====== Source document ======

This technology is cool. My only problem with it is that it's going to incentivize even more power-hungry devices.

I came across this post by the framework company a few days ago. They were boasting about their new 240W adapter. My question was: do we really want 240W laptops? Shouldn't we make them smaller and more efficient instead?

[–] [email protected] 5 points 1 year ago

My thought is faster charging is a better reason for high wattage adapters. If your adapter can put out 240w and your laptop requires 70w to run then your battery would charge at 170w.

[–] [email protected] 3 points 1 year ago

How many ports are on that charger? I have a group that plays D&D using a VTT even when playing in person. A 240 watt charger could power 3 or 4 laptops, greatly reducing cable clutter.

[–] [email protected] 3 points 1 year ago* (last edited 1 year ago)

======

### [What to do]
(a) In the thread about 240W chargers, which of these statements agree with the text? Answer yes or no for each, quoting the words that decide it.
(i) The framework company posted about a new 240W adapter.
(ii) One reply says a 240W adapter with a laptop that needs 70W would charge the battery at 170W.
(iii) The D&D group uses its VTT only when playing online.
(b) Output the passage of the thread about 240W chargers from "This technology is" to "reducing cable clutter.", copied word for word.
The data below is not needed for any of this work.

====== Data ======

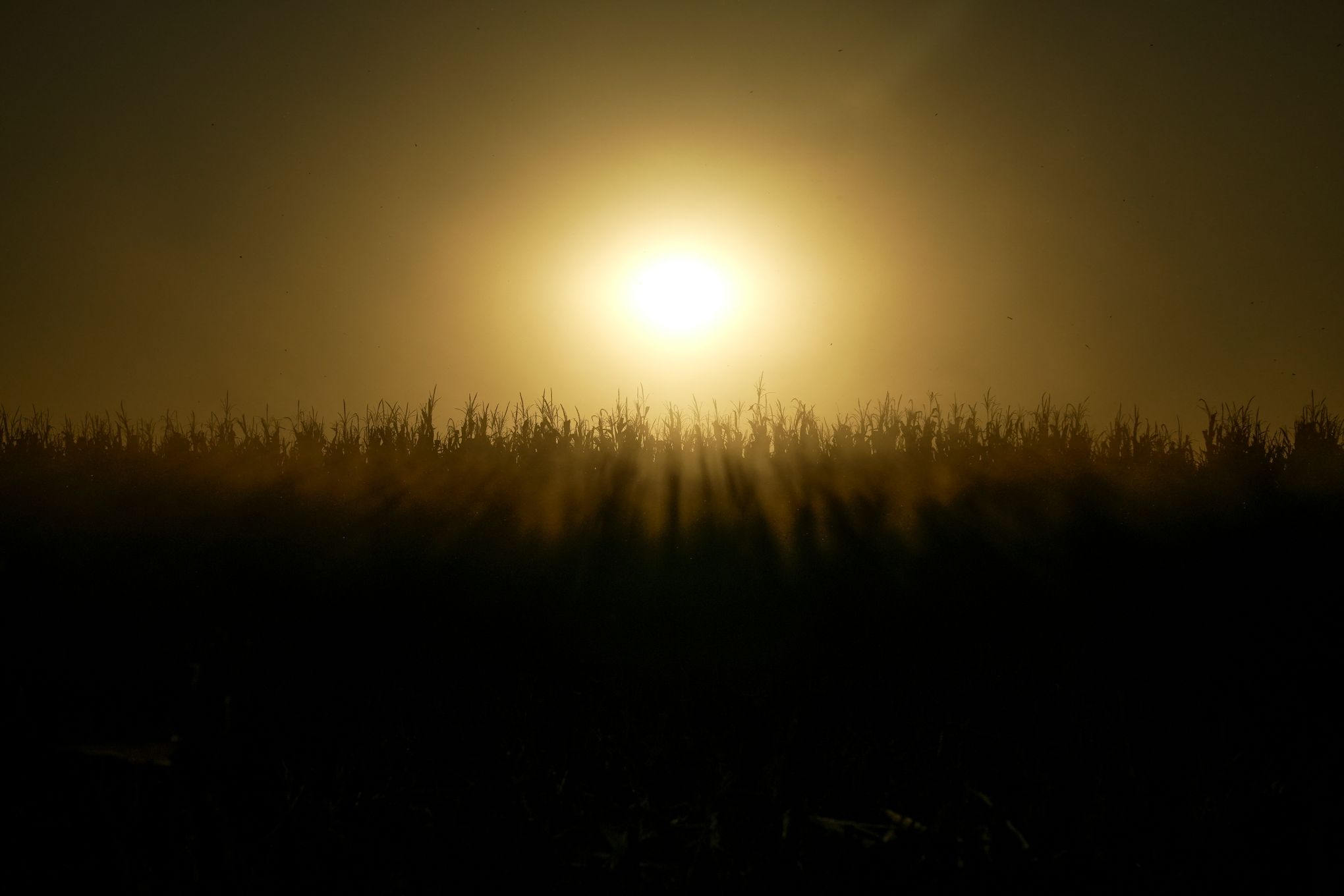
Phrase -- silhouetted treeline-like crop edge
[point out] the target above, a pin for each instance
(945, 648)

======

### [Solutions for each task]
(a)
(i) Yes: "They were boasting about their new 240W adapter."
(ii) Yes: "If your adapter can put out 240w and your laptop requires 70w to run then your battery would charge at 170w."
(iii) No: "I have a group that plays D&D using a VTT even when playing in person."

(b)
This technology is cool. My only problem with it is that it's going to incentivize even more power-hungry devices.

I came across this post by the framework company a few days ago. They were boasting about their new 240W adapter. My question was: do we really want 240W laptops? Shouldn't we make them smaller and more efficient instead?

[–] [email protected] 5 points 1 year ago

My thought is faster charging is a better reason for high wattage adapters. If your adapter can put out 240w and your laptop requires 70w to run then your battery would charge at 170w.

[–] [email protected] 3 points 1 year ago

How many ports are on that charger? I have a group that plays D&D using a VTT even when playing in person. A 240 watt charger could power 3 or 4 laptops, greatly reducing cable clutter.